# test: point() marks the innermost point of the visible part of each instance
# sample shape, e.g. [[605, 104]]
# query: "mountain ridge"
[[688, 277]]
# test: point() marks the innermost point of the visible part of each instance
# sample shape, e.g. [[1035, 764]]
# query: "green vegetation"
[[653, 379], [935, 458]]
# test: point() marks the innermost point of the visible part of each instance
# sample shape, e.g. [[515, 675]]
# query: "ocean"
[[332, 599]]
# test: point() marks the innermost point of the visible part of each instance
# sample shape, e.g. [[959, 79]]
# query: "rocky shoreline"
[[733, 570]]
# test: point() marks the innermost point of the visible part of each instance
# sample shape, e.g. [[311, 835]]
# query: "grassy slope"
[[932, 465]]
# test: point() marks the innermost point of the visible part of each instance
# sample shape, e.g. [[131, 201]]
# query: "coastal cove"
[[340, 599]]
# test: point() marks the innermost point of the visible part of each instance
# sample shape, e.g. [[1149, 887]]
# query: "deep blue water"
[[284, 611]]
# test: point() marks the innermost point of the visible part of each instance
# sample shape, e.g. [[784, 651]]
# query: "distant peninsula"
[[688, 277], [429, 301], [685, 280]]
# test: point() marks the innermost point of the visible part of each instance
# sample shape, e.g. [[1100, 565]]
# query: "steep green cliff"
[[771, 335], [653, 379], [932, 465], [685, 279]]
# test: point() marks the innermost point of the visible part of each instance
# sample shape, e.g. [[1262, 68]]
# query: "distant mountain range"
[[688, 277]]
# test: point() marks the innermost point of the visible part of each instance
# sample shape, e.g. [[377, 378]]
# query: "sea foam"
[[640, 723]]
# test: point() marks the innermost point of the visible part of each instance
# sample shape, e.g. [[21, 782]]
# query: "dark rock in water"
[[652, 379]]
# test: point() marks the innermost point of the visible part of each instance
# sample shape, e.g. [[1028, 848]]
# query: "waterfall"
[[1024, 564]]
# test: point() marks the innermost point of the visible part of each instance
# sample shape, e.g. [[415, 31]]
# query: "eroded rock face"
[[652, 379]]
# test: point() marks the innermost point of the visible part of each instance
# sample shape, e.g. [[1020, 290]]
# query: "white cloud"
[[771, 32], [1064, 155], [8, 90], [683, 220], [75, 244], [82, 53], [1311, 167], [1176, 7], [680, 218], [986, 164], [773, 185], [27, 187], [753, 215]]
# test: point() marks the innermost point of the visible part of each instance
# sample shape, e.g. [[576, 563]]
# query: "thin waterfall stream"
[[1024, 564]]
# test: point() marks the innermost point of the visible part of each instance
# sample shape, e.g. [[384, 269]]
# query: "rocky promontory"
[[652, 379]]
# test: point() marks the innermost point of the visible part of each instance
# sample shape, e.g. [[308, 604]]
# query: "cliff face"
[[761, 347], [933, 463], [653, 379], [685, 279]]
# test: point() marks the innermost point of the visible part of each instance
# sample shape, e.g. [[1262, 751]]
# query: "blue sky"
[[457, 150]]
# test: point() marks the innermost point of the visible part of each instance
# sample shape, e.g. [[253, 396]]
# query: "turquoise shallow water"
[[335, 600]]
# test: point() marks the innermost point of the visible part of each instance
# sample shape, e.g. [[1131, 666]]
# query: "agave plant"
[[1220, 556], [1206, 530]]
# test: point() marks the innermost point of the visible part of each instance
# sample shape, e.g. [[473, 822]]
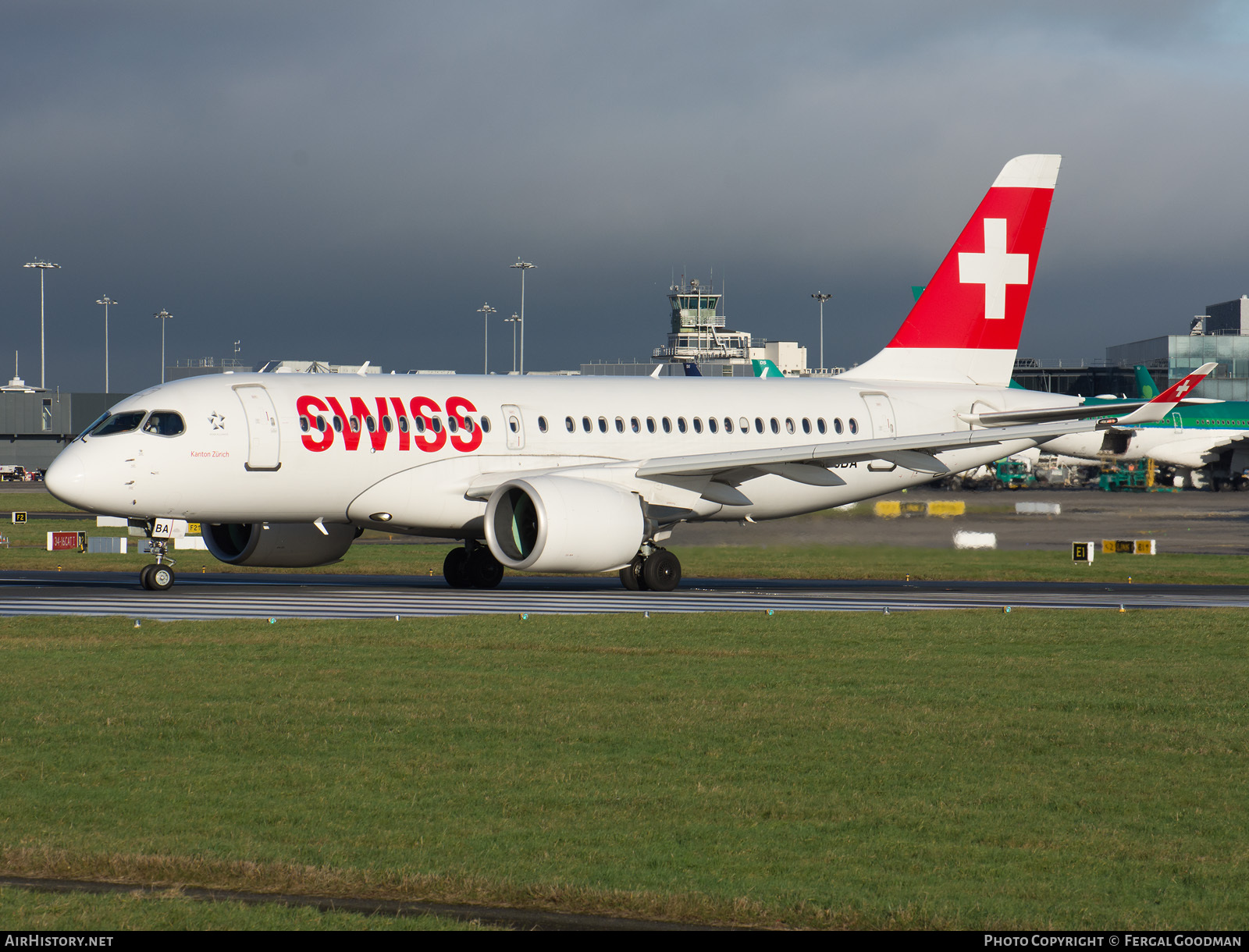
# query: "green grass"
[[965, 770], [23, 910]]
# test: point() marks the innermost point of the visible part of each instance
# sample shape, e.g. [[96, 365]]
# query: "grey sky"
[[350, 184]]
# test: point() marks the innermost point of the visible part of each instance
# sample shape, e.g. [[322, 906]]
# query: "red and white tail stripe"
[[966, 325]]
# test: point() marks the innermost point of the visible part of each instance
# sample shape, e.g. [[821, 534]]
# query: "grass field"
[[23, 910], [963, 770]]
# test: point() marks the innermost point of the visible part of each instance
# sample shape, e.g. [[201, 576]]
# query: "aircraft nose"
[[66, 478]]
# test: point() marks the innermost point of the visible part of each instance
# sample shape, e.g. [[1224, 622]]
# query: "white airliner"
[[590, 474]]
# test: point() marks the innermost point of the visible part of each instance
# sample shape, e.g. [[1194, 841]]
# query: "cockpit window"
[[118, 424], [164, 422]]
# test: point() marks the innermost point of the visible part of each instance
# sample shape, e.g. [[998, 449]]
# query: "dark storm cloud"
[[350, 184]]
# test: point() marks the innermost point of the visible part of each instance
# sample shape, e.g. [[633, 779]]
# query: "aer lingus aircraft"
[[1211, 436], [586, 474]]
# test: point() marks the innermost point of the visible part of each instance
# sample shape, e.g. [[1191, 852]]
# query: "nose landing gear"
[[160, 576]]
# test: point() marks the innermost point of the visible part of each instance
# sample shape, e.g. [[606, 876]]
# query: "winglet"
[[1169, 399]]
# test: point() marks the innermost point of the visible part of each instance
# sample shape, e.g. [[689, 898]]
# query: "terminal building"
[[1222, 335], [37, 424]]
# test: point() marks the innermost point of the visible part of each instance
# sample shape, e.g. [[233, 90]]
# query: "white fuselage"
[[233, 464]]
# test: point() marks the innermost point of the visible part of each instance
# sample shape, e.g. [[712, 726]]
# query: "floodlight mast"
[[514, 320], [821, 297], [485, 311], [162, 315], [106, 301], [525, 266], [43, 266]]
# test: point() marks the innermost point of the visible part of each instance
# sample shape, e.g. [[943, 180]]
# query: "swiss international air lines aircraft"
[[590, 474]]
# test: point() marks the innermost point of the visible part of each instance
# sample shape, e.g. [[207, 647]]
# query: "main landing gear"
[[472, 567], [160, 576], [657, 571]]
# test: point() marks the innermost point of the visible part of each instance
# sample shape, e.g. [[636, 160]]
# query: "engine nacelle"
[[555, 524], [278, 545]]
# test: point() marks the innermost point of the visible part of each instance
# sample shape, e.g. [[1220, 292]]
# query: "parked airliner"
[[590, 474]]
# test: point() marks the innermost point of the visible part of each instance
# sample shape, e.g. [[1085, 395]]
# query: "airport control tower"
[[699, 332]]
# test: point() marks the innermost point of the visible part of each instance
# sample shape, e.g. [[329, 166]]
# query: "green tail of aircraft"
[[766, 369], [1146, 386]]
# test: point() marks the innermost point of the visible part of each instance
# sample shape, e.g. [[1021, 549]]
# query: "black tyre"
[[631, 575], [661, 571], [455, 569], [485, 571]]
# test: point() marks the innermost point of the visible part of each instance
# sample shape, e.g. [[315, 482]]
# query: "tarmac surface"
[[306, 596], [1190, 521]]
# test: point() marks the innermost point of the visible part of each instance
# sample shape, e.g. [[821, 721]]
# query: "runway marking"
[[362, 600]]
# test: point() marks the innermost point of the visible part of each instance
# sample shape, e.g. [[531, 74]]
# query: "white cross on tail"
[[995, 269]]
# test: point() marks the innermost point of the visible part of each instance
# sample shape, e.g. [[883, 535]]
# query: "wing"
[[807, 464]]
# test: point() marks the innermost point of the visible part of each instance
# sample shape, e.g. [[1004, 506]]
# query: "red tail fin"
[[966, 325]]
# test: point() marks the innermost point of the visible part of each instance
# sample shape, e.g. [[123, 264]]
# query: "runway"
[[305, 596]]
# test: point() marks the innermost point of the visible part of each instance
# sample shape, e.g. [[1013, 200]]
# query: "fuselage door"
[[514, 426], [264, 442], [881, 411]]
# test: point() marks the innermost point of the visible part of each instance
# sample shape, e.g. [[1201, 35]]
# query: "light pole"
[[821, 297], [43, 266], [485, 311], [525, 266], [162, 316], [514, 320], [106, 301]]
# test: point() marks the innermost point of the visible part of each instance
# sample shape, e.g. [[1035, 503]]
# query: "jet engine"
[[555, 524], [276, 545]]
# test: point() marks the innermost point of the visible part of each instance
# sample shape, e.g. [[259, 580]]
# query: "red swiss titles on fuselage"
[[429, 435]]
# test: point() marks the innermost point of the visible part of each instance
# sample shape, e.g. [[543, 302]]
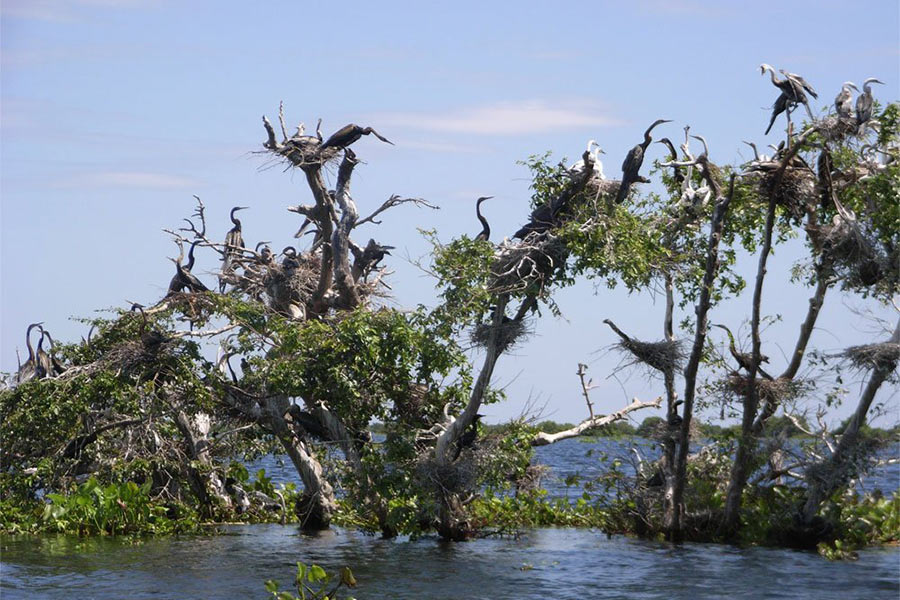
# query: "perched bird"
[[632, 164], [234, 243], [485, 232], [32, 368], [467, 439], [349, 134], [675, 420], [677, 175], [843, 102], [864, 102], [744, 359]]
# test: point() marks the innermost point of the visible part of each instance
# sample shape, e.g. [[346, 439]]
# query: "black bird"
[[675, 420], [781, 105], [865, 101], [673, 157], [467, 439], [485, 232], [183, 278], [32, 369], [744, 359], [349, 134], [51, 366], [632, 165], [234, 243]]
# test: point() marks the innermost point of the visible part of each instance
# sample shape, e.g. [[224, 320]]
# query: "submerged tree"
[[319, 357]]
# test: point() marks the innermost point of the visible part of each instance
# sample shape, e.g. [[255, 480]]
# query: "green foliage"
[[314, 583], [115, 509]]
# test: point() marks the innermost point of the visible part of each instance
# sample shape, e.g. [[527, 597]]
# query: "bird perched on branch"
[[485, 232], [349, 134], [744, 359], [865, 102], [467, 439], [632, 164], [843, 102], [792, 93], [234, 244]]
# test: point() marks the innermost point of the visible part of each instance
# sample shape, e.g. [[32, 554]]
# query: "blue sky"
[[115, 112]]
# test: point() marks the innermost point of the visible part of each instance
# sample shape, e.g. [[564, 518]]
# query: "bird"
[[677, 175], [467, 439], [780, 105], [744, 359], [485, 232], [183, 278], [51, 366], [594, 149], [865, 101], [349, 134], [234, 243], [674, 419], [632, 164], [843, 101], [792, 86], [798, 80], [32, 369]]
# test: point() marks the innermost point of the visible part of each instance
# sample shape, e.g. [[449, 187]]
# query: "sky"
[[114, 113]]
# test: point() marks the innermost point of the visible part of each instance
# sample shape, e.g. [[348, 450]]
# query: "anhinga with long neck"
[[348, 134], [31, 368], [843, 102], [632, 165], [744, 359], [234, 243], [485, 232], [677, 175], [865, 101], [791, 87]]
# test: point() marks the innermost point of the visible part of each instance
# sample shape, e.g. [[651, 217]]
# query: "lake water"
[[541, 564]]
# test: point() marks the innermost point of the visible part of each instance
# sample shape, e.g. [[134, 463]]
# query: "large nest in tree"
[[873, 356], [527, 265], [796, 191], [773, 391], [665, 355], [508, 333]]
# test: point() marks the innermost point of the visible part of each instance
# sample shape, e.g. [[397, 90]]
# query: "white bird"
[[843, 103], [577, 167]]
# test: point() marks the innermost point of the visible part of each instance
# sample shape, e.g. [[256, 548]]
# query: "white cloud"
[[505, 118], [132, 179]]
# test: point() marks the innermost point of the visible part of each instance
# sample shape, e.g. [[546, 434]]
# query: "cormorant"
[[467, 439], [632, 164], [675, 420], [234, 242], [32, 368], [485, 232], [864, 102], [673, 157], [349, 134]]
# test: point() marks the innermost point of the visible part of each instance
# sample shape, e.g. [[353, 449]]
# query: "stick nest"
[[508, 334], [773, 391], [796, 191], [873, 356], [665, 356]]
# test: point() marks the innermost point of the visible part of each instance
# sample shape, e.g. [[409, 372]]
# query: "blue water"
[[541, 564]]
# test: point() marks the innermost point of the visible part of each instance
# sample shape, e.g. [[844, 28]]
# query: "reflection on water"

• **Exercise goal**
Which lines of the rows above contain the string "cliff"? List each one in full, and treat uppercase and lowercase as different.

• **Task solution**
# query: "steep green cliff"
# query: "cliff face"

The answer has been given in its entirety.